Return the listing below unchanged, minus its pictures.
start Excerpted data
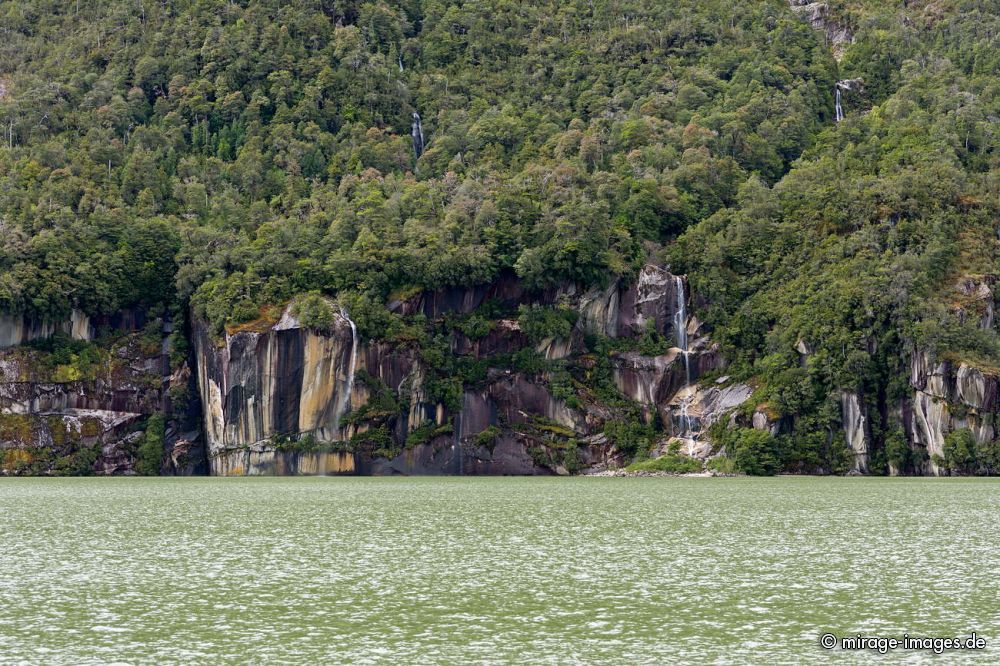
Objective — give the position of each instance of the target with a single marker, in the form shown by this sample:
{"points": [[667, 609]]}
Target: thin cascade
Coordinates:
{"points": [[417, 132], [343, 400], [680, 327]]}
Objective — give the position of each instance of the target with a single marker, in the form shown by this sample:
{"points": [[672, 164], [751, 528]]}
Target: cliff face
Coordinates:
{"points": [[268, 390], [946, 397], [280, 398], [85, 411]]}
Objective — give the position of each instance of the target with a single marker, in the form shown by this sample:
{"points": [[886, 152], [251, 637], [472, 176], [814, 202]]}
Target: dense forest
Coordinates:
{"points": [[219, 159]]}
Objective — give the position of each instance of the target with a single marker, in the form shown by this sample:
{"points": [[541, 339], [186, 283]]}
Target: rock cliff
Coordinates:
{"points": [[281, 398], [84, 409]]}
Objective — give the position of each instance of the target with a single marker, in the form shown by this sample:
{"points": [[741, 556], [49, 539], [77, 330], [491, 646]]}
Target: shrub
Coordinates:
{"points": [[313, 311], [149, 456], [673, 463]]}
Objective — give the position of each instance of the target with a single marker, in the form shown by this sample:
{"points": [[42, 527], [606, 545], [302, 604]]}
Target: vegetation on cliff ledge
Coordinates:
end Excerpted data
**Full response**
Objective — give the position of each instance of the target with a single marker, in the form shown by this sample:
{"points": [[667, 609]]}
Target: thin cascade
Coordinates:
{"points": [[417, 132], [343, 400], [680, 327]]}
Objective — give the position of each instance of the target with a single marker, in the form shown by this sample:
{"points": [[672, 164], [751, 528]]}
Target: cliff face
Coordinates:
{"points": [[268, 390], [946, 397], [280, 398], [85, 411]]}
Objective — give the position of each instance of the target with a single marker, in the form shown by this sample:
{"points": [[886, 152], [251, 637], [472, 176], [814, 202]]}
Target: dense forest
Coordinates:
{"points": [[219, 159]]}
Objective — give the position of each instance of the target with a single marker, in the form shown by this sample:
{"points": [[541, 339], [186, 283]]}
Target: rock cliff
Coordinates:
{"points": [[281, 398], [84, 409]]}
Objective — give the position of each instance of the target with a single marker, in the form shown by this sample:
{"points": [[741, 556], [49, 539], [77, 330], [491, 646]]}
Target: shrub
Coordinates:
{"points": [[313, 311], [149, 456], [673, 463]]}
Objective — give the position of each instance of the target with a single marker, in the form shown by this sample:
{"points": [[42, 527], [606, 545], [302, 604]]}
Target: vegetation on cliff ledge
Coordinates:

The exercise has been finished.